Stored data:
○ ○ ○ ○ ○ ○ ○

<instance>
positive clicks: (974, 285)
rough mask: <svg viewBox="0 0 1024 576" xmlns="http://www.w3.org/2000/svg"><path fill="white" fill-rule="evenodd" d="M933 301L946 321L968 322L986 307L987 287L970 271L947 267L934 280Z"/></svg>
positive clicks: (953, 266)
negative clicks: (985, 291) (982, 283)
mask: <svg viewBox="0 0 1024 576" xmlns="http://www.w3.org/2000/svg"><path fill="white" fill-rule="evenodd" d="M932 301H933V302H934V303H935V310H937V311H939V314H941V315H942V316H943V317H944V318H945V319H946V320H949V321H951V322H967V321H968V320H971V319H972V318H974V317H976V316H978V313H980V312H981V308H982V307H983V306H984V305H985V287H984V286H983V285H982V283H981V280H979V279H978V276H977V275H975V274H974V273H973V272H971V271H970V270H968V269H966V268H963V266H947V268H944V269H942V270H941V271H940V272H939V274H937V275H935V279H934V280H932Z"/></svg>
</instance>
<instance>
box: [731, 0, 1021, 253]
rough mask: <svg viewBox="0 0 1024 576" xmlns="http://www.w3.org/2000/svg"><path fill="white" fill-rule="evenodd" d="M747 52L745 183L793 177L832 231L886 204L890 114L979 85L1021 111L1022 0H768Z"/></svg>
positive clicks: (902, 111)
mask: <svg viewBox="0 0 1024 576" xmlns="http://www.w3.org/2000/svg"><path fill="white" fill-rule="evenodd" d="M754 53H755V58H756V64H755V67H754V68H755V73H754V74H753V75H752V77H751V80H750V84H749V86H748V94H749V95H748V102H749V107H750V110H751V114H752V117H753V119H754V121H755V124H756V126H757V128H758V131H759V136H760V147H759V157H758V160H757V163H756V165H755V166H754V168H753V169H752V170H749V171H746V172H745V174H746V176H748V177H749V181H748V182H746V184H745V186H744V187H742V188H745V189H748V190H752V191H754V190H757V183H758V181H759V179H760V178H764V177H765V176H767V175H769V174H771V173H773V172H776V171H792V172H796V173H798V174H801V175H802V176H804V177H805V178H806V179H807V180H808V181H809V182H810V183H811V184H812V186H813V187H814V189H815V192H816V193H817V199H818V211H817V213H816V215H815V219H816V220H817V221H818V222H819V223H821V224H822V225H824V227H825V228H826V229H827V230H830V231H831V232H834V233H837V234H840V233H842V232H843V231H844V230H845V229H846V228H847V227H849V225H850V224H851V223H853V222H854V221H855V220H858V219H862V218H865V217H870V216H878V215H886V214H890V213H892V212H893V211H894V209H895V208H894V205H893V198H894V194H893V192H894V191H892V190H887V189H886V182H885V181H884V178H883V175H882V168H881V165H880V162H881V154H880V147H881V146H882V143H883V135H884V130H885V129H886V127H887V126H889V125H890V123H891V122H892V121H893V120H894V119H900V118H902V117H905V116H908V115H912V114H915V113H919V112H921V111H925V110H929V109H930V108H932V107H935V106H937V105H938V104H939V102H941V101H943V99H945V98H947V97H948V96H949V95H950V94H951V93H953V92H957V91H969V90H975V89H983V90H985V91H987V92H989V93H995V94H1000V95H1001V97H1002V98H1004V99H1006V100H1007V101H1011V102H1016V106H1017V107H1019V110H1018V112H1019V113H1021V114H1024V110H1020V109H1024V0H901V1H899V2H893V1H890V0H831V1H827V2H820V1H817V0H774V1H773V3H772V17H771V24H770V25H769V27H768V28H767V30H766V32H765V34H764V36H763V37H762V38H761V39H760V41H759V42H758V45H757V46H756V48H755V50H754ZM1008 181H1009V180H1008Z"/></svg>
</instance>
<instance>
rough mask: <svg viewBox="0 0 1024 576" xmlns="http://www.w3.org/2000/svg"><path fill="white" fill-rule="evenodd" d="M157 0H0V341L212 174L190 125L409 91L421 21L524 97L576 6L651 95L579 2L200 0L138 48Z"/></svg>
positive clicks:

○ ○ ○ ○ ○ ○ ○

▶ **Task prompt**
Reproduce the data from its beginning through the line containing "positive clicks: (953, 266)", inclusive, substituting "coarse mask" for "rough mask" and leaving everything else unchanged.

▶ **Answer for the task**
<instance>
positive clicks: (974, 285)
coarse mask: <svg viewBox="0 0 1024 576" xmlns="http://www.w3.org/2000/svg"><path fill="white" fill-rule="evenodd" d="M933 301L946 321L968 322L986 307L987 287L970 271L947 267L934 280Z"/></svg>
positive clicks: (953, 266)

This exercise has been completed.